# Hi there! newbie here



## AndyV8 (Aug 7, 2009)

Hi everyone,

I'm Andy, and I own (or support financially!) a 1981 Dodge Ram B250 "Van Amera" camper van.  Here is a piccie or two (hopefully) :

Wife brewing up:






Pitched up with awning tent (and dog) :





Out on the Malverns on walkies : 





The van has a 360 cubic (5.9 litre) petrol V8  that I just love the sound of.  I might get a gas conversion in the future, but petrol consumption not too bad.  I've just about finished re-fitting the interior, here is a mid-way picture :





Will have to update this with some more pics sometime in the relevant forum.  Anyway - I live near Stratford upon Avon, am a design engineer in the agricultural industry, am married, and enjoy hiking, camping, shooting (targets and game), canoeing and flying radio controlled gliders.

DATA SHOWN ::
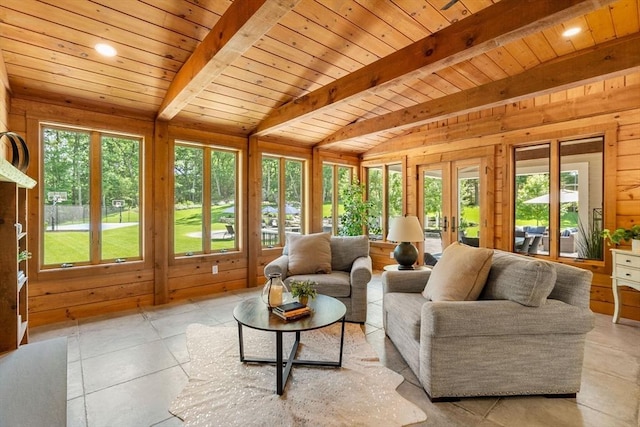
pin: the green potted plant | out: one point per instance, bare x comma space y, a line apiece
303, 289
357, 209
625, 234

...

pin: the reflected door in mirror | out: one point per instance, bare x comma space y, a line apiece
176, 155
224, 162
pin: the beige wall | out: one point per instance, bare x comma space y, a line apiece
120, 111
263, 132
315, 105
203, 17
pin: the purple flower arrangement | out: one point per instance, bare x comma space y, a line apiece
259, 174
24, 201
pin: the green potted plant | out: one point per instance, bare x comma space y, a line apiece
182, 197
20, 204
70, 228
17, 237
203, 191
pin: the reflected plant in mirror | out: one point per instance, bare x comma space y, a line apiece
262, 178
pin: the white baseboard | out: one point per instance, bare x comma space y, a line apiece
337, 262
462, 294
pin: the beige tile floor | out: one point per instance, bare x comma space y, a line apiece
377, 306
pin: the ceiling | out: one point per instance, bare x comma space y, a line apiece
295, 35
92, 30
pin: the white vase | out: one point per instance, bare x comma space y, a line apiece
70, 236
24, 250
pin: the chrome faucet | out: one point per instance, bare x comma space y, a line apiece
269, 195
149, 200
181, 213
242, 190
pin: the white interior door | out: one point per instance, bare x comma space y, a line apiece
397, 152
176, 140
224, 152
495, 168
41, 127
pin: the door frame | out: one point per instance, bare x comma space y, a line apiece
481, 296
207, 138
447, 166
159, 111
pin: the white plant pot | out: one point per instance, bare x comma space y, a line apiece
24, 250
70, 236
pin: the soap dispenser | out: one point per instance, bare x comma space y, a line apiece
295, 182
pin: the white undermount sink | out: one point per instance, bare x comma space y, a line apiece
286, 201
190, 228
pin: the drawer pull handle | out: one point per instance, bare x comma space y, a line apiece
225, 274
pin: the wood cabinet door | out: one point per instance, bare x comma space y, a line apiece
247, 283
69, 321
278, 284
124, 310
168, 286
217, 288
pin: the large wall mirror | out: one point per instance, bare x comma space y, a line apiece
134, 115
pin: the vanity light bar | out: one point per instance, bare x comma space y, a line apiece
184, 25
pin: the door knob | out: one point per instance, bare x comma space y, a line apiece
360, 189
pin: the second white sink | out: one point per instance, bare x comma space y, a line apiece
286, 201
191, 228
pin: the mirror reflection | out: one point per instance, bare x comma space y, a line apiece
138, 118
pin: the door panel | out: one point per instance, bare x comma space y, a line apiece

REQUESTS ::
1. Based on the forum post, say yes or no to each statement and quote the words that decide it: (a) the van runs on a diesel engine; (b) the poster lives near Stratford upon Avon; (c) the poster works as a design engineer in the agricultural industry.
2. In the listing, write out the stretch from the line containing "pin: the soap" through the line containing "pin: the door panel".
The forum post and the listing are unrelated and separate from each other.

OUTPUTS IN ORDER ::
1.
(a) No: "a 360 cubic (5.9 litre) petrol V8"
(b) Yes: "I live near Stratford upon Avon"
(c) Yes: "am a design engineer in the agricultural industry"

2.
pin: the soap dispenser | out: one point per instance, bare x comma space y, a line apiece
295, 182
pin: the white undermount sink | out: one point per instance, bare x comma space y, a line apiece
286, 201
190, 228
pin: the drawer pull handle | out: one point per instance, bare x comma space y, a line apiece
225, 274
pin: the wood cabinet door | out: one point per instance, bare x comma space y, a line apiece
247, 283
69, 321
278, 284
124, 310
168, 286
217, 288
pin: the large wall mirror | out: one point per instance, bare x comma space y, a line apiece
134, 115
pin: the vanity light bar | out: one point per instance, bare x comma space y, a line apiece
184, 25
pin: the door knob | out: one point per instance, bare x comma space y, a line apiece
360, 189
pin: the second white sink | out: one point per instance, bare x comma space y, a line apiece
286, 201
191, 228
pin: the mirror reflection | out: one point per instance, bare x comma space y, a line apiece
138, 118
pin: the door panel | out: one point per instance, bare x comma space y, a line apiece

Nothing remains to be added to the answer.